## REQUIREMENTS
Restate the complete material exactly.

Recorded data
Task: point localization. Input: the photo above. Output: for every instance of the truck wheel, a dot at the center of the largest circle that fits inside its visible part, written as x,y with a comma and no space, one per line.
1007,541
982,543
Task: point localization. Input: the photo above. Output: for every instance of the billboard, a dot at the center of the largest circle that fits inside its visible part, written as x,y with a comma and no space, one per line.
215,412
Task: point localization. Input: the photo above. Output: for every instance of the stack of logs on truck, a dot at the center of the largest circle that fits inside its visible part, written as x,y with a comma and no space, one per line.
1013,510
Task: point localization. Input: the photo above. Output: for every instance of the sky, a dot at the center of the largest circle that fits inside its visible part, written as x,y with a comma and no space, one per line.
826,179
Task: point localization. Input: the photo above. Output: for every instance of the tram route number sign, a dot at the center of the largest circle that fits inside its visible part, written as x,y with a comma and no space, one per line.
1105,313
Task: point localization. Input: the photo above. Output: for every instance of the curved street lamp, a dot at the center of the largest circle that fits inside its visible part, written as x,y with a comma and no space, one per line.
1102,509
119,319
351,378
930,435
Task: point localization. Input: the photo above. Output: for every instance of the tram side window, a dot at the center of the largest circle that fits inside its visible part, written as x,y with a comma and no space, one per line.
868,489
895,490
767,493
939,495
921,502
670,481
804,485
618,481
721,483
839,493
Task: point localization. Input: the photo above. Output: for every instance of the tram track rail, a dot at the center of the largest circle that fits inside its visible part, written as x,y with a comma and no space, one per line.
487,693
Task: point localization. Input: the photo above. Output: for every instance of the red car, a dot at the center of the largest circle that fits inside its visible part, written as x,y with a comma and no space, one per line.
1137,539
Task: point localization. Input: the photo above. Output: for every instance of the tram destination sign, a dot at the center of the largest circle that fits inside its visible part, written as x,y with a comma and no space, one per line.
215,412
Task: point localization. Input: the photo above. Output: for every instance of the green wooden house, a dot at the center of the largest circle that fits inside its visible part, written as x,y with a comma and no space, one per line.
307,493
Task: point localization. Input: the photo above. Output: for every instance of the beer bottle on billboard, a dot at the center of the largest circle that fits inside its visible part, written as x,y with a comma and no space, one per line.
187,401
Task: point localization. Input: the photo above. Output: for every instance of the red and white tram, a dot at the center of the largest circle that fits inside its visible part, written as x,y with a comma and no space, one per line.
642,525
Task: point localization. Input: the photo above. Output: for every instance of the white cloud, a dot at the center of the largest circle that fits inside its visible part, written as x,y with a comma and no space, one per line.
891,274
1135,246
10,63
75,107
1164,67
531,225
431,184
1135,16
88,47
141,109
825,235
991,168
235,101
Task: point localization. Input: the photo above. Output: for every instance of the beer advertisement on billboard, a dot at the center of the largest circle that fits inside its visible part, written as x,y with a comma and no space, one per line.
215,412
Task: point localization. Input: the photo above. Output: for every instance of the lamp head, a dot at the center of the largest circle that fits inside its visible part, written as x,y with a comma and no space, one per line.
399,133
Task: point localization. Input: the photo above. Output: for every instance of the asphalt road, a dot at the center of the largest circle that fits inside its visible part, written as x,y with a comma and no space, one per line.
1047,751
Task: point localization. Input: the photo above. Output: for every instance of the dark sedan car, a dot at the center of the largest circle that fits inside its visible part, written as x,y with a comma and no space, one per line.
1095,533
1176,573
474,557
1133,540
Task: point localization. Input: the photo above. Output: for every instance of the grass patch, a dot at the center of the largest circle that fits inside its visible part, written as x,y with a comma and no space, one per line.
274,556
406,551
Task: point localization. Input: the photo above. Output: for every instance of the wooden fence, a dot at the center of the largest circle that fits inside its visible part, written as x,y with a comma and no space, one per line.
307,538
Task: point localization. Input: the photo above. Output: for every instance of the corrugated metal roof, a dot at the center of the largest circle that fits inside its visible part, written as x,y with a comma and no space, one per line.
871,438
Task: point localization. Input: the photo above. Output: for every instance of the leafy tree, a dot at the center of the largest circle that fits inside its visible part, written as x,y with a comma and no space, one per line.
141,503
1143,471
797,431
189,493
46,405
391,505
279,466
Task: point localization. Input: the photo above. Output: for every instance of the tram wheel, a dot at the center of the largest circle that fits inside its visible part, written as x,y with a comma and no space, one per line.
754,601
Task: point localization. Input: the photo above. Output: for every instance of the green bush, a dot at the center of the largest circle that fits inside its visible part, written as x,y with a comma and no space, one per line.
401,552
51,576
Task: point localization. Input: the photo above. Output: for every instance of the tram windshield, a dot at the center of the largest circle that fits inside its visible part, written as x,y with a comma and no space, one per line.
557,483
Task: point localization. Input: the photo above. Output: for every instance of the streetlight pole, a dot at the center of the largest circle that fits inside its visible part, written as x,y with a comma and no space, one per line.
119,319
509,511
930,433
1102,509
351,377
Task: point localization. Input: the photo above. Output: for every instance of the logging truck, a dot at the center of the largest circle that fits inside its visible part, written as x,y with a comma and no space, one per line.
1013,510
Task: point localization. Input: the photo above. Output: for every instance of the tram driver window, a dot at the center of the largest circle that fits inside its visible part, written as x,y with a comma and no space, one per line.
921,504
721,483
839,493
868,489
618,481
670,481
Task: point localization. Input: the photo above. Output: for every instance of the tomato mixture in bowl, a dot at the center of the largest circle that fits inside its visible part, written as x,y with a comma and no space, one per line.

## EXERCISE OUTPUT
Task: point localization. Input: the photo above. Output: for every instance of the truck wheel, a dot at the center of the largest circle that fits inside its visible part, written as x,y with a comma and no space, one per line.
1007,541
982,543
Task: point localization. Input: the photo above. Output: for every instance of the billboard, a dot at the center of the largest circle that fits inside its visible part, written as x,y with a comma and no space, one per line.
215,412
Task: point localization. Input: the photo above. Output: for every instance of the stack of logs on truck, a dot at the center of the largest circle that fits inside its visible part, written as x,y with a comma and no space, one per line.
1013,510
Task: point localization. Input: the photo above. Output: for every instance of the sky, a dot at the center of the largest circle that fits inside its visible part, written as x,y with a comma and no space, one per line.
826,179
Task: point localization. Input: the photo above. Output: for every instance of the tram route number sign, a dot at the center of the largest circle that fits inside its visible part, written as x,y with a comma and no space, one per line.
1105,313
Task: point localization. Input: the photo above. Output: for every instance of the curved street lamp, a dot at the center of the largest circle that fits inside its visible part, written as x,y with a comma and no space, one per line.
1102,509
119,319
351,378
930,435
Task: point localization. Input: the photo above. Output: for every instance of the tram side window, a dot at the center of the largest circle that fits inside its visible part, written as x,y with a comma and no space, one per line.
868,489
895,490
767,493
939,495
921,502
670,481
804,485
618,481
721,483
839,493
Task: point localization. Input: the photo above. Output: for every instance of the tram track rail, a dot at the center of the largest circle that fits inside its visible part, written as x,y with a comma and no space, one per line.
487,693
Task: point localization. Input: the photo above. Output: for every instance of the red car, a dot at the center of the largest circle that fits inside its visible part, written as x,y with a comma and no space, one per line.
1137,539
Task: point localization. Input: the photo above. Output: for every instance of the tram destination sign, a dot at the center of the largest circle that fits inside its visible part, written as x,y with a comma and no space, one per line.
215,412
Task: point localization. Input: the photo above. Output: for every instance of the green wooden house, a dot at the center of the largest circle that fits inside its visible part, written as x,y with a comma and no space, one per line.
307,493
Task: point localization. Input: the photo above. Output: for every instance of the beer bottle on billboard, a dot at the center of the largest circle that fits inside its visible part, written as x,y with a comma and no space, one per line.
187,401
Task: point localization. Input: the photo above. Output: for every instance of the red and white tram, a dot at the center of the largest circle that fits inside its visible part, written as x,y with a comma and no space, one per line.
642,525
Task: point localization. Input: the photo above. Output: for every instance of the white cloud, a dot at the center of the largest circle that fits inside its visible part, written as x,y with a comma and no space, one per line.
891,274
1135,246
10,63
75,107
1164,67
531,225
431,184
1135,16
88,47
141,109
825,235
991,168
235,101
Task: point localization. Input: the photo above. Output: for every instance of the beer advertisement on billboard, a dot at the center of the largest circle that fits inside its visible part, written as x,y with a comma and no space, one per line.
215,412
Task: point localization. Input: the photo above. Output: for every instance of the lamp head, a dot at the center of the largest circle that fits inside its visible part, written as x,y with a comma and no space, one per line.
399,133
Task: point localization. Input: the photo above. Output: for every instance of the asphalt road, a dot at the center of the largest circle that fits inside its visible part, written as x,y with a comma and no space, one per line.
1047,751
Task: point localization. Input: the photo above. Output: for every instance of the dark sedan car, a dot at the center of the largest circle that fits inside its visible part, written as x,y with a comma and no space, one per line.
1095,533
1176,573
474,557
1133,540
Task: point localization. Input: the photo above. Output: for every instance of the grass patch, a dot at the center of the largest circle that fits inside its visible part, written as x,y with a comma and no space, one per line.
274,556
406,551
Task: point localization. Input: the photo above. Output: for every instance of the wooden fence, a dot at the center of the largest circle that fits inside its visible part, written as x,y with a comma and no space, one per line.
307,538
Task: point localization. Input: the photo above. Output: for every instance of the corrugated metal roof, a dot at the center of the largest circle that fits inside its visible part, written as x,y with a comma and no space, one per line.
871,438
Task: point localization. Input: the photo above. Output: for every instance of the leafy tree, a dot at the center of the largest circle that fits inside its visible part, written as x,y with a comma and no space, one per line.
141,503
1143,471
797,431
189,493
46,405
391,505
279,466
Task: point localization. Input: the photo above. Output: for every instance of the tram wheel, a dot at the center of the largest circle that fits inside its visible part, written as x,y with a comma and no space, one per line.
754,601
Task: point localization. Input: the photo above. Output: for every instance of the green bush, a dot at the center of the largest circle that fits inside its visible part, written as x,y with a comma and no space, one per line.
401,552
51,576
Task: point localization. Input: the photo above. Output: for every instance of the tram windshield, a dot at the center of the largest circle that fits inside its visible part, written as x,y with a comma and no space, one per line.
557,483
Task: point localization. Input: the photo above. Output: for every instance of the streetlight pole, a dot at the center of the largest circle that fits inside its visible part, written as x,y with a comma and no space, one per line.
119,319
509,511
930,433
1102,509
351,377
Task: point localization. Input: the photo above. Output: for every instance of the logging truck, a dot at the center of the largest circle that fits inside its visible part, written as x,y with a comma and no space, one per line.
1013,510
Task: point localization. Input: the photo above. Output: for every instance of the tram driver window, a dot at the center of the largest circle that fits inside its visible part, written as x,y with a comma and no space, one per line.
921,504
721,483
839,493
868,489
618,481
670,481
Task: point localization. Input: the photo above. Output: for every instance of the tomato mixture in bowl, a dot at the center of the largest circle that fits inside its visible part, written as x,y with a comma and no space, one per line.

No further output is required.